▸ **PROMPT 1**:
Print the portion of the Swift file-access notes below starting with "for try await" and going on through "place to start.".
▸ **PROMPT 2**:
In the Swift file-access notes below, which three types are said to have been given read and sometimes write options?
-- Begin EXCERPT PROVIDED --
Largely used to get the URLs that will be used by other function, although URL seems to be moving into that space, too.

    FileManager.default.fileExists(atPath: url.path)
    let url = URL.documentsDirectory.appending(path: "fileName.txt")

Data, String and URL

These types have all been given read and sometimes write options. No separate FileManager or FileHandle required. For working with existing files.

try someStringICareAbout.write(to: someURL, atomically: true, encoding: .utf8)
let myString = try String(contentsOf: someURL, encoding: .utf8)
let myData = try Data(contentsOf: someURL) 
try myData.write(to: someFileURL, options: [.atomic, .completeFileProtection])

//NOTE: This function striped out empty lines the last I checked. 
for try await line in url.lines {
    doSomething(with:line)
}

*Stream

For when you don’t actually know to what or where the bytes will be going. File, socket, whatever.

Honestly I haven’t used these much. I’m not clear on where they fit in the future of Swift and async file access. If I was going to these links would be a place to start.

- Current GitHub: https://github.com/apple/swift-corelibs-foundation/blob/main/Sources/Foundation/Stream.swift
- 2020: https://forums.swift.org/t/is-it-possible-to-read-a-file-saved-in-sandbox-with-inputstream/37587
- https://forums.swift.org/t/make-inputstream-and-outputstream-methods-safe-and-swifty/23726/3
- https://forums.swift.org/t/inputstream-outputstream-differences-on-linux/34846/2

TextOutputStream, a protocol other processes, including print can dump to, may play a role later down the line.

- Github:https://github.com/apple/swift/blob/main/stdlib/public/core/OutputStream.swift
- Great howto article: https://nshipster.com/textoutputstream/

I found other things called FileStreams floating around the Swift code, but it appears to be for specialized AV use?
-- End EXCERPT PROVIDED --
-- Begin DATA RECORDS --
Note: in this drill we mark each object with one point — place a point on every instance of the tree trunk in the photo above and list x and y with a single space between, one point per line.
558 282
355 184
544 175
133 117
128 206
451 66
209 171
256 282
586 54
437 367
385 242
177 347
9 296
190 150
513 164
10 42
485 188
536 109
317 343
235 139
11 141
-- End DATA RECORDS --
▸ **FULL OUTPUT 1**:
for try await line in url.lines {
    doSomething(with:line)
}

*Stream

For when you don’t actually know to what or where the bytes will be going. File, socket, whatever.

Honestly I haven’t used these much. I’m not clear on where they fit in the future of Swift and async file access. If I was going to these links would be a place to start.

▸ **FULL OUTPUT 2**:
Data, String, and URL.